▸ **DATA SECTION**
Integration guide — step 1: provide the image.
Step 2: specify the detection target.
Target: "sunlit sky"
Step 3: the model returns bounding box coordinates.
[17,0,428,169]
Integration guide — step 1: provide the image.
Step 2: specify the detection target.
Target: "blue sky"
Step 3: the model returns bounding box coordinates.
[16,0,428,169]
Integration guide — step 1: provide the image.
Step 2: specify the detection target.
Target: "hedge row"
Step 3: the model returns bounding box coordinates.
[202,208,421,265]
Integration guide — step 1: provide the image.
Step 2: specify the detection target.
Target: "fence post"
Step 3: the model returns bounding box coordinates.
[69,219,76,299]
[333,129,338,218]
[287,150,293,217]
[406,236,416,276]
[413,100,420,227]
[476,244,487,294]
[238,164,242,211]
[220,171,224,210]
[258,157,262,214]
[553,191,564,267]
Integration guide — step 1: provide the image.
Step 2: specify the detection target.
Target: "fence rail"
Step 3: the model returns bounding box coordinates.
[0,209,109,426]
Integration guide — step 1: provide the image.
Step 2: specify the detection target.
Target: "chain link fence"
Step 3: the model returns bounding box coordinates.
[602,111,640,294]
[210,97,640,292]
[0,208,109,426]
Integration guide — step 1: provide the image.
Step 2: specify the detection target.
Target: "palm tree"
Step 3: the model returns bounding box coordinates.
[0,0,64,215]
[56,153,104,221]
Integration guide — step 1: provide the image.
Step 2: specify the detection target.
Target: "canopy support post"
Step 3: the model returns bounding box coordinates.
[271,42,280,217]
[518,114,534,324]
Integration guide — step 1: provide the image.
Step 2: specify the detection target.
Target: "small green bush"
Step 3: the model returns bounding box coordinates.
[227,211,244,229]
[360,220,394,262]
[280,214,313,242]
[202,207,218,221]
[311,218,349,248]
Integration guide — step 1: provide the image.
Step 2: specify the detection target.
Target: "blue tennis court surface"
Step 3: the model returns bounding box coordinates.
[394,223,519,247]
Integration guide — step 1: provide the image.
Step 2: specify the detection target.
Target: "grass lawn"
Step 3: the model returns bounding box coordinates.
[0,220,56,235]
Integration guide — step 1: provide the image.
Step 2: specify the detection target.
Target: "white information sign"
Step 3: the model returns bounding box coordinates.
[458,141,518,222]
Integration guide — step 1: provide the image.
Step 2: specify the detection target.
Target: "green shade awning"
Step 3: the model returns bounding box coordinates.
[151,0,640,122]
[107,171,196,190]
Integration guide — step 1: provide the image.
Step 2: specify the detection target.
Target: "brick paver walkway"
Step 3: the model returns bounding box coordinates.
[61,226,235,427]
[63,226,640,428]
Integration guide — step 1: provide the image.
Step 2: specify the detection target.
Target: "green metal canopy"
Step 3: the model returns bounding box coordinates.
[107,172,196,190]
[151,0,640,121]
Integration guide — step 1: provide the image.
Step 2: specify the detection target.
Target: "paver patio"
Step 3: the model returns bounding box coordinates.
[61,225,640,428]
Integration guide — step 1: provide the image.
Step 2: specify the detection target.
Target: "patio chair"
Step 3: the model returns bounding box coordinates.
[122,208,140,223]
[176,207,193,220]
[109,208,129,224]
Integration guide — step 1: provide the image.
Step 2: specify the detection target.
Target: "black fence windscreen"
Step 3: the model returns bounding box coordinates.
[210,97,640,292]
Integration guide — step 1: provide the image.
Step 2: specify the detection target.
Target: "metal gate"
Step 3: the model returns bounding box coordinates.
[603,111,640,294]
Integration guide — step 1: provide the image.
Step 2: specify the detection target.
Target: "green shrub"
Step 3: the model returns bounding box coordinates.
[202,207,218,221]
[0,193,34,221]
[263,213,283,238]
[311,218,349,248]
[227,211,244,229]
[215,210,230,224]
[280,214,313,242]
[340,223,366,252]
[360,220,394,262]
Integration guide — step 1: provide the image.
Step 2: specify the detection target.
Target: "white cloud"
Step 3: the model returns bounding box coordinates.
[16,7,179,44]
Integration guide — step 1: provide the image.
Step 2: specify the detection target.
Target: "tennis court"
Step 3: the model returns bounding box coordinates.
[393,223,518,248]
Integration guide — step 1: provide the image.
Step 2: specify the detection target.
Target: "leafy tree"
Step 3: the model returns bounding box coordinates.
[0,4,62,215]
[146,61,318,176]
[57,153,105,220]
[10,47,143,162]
---
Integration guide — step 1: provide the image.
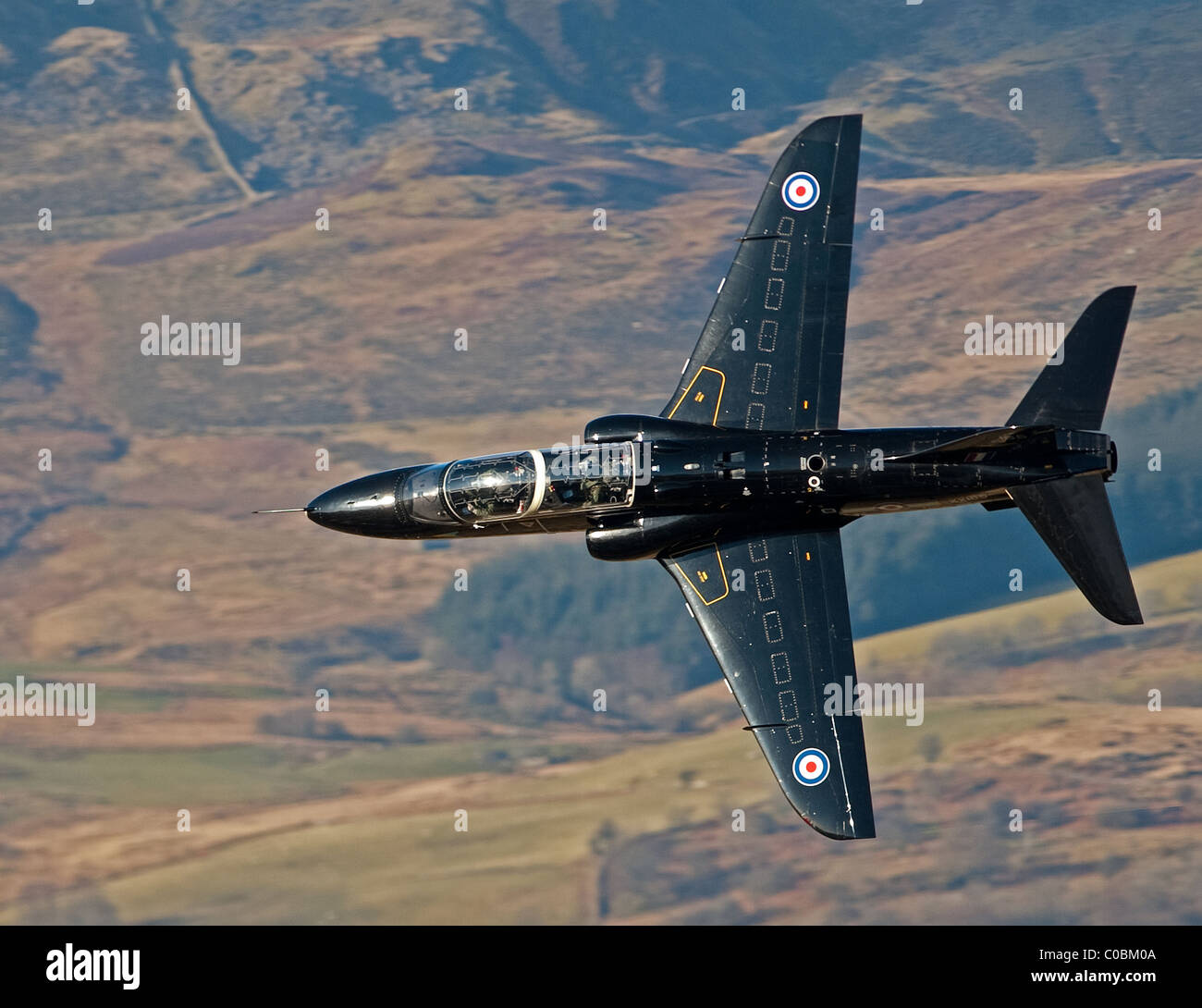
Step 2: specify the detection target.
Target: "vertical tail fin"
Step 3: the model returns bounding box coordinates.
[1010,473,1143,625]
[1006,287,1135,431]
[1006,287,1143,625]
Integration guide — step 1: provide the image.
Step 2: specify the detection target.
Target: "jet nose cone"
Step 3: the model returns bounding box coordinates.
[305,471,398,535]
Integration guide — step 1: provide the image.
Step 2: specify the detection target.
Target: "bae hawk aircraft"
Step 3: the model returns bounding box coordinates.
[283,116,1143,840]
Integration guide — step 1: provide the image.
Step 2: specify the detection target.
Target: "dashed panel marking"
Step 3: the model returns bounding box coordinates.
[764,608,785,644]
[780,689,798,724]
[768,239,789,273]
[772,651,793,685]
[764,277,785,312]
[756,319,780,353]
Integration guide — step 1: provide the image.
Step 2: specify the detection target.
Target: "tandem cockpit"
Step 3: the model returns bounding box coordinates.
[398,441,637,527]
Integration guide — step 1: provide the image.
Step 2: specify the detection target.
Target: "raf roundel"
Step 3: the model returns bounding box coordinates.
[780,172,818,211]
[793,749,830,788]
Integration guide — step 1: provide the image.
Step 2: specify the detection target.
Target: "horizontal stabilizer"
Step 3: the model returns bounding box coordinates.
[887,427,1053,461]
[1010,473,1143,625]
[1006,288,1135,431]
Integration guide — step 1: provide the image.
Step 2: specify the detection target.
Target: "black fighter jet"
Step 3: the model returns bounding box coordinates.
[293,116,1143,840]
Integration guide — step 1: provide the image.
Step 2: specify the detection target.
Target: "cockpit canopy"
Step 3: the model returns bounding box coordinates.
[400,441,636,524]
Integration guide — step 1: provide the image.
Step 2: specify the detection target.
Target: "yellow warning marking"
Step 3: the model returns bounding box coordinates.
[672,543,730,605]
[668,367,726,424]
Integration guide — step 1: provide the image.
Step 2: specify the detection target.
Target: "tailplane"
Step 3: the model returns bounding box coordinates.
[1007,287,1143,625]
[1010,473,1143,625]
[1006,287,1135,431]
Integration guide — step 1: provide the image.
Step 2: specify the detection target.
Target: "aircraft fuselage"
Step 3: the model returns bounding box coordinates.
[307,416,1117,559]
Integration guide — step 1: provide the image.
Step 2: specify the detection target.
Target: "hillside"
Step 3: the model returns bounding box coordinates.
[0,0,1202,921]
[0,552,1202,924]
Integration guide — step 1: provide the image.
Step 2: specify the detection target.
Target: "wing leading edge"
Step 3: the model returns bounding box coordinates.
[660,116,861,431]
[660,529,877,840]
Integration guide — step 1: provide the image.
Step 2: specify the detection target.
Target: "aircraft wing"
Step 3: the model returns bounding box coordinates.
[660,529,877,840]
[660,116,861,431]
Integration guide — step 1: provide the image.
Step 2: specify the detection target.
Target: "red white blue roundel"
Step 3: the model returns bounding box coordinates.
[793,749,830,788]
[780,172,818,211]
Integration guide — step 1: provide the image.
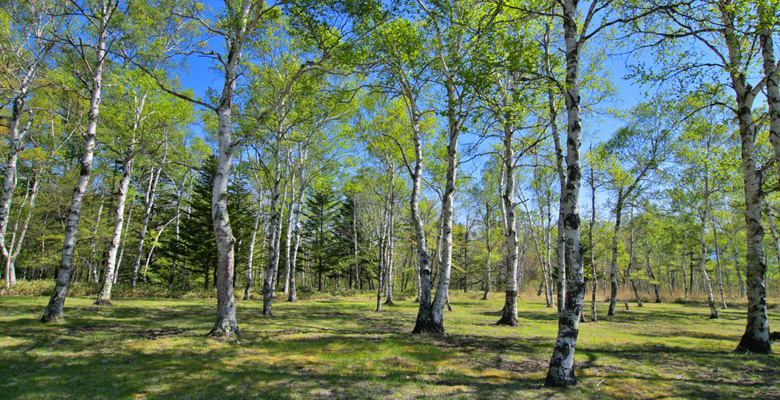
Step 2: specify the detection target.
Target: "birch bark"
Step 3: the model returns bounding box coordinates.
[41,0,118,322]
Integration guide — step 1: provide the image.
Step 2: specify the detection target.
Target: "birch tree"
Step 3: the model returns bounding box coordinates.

▸ **TASK DESCRIPTION**
Pick out and copy each line of the material above that contains the string "tree". Case counts.

▸ **SOLUTION TO THE PROBLEM**
Target: "palm tree"
Target: "leafy tree"
Target: "birch tree"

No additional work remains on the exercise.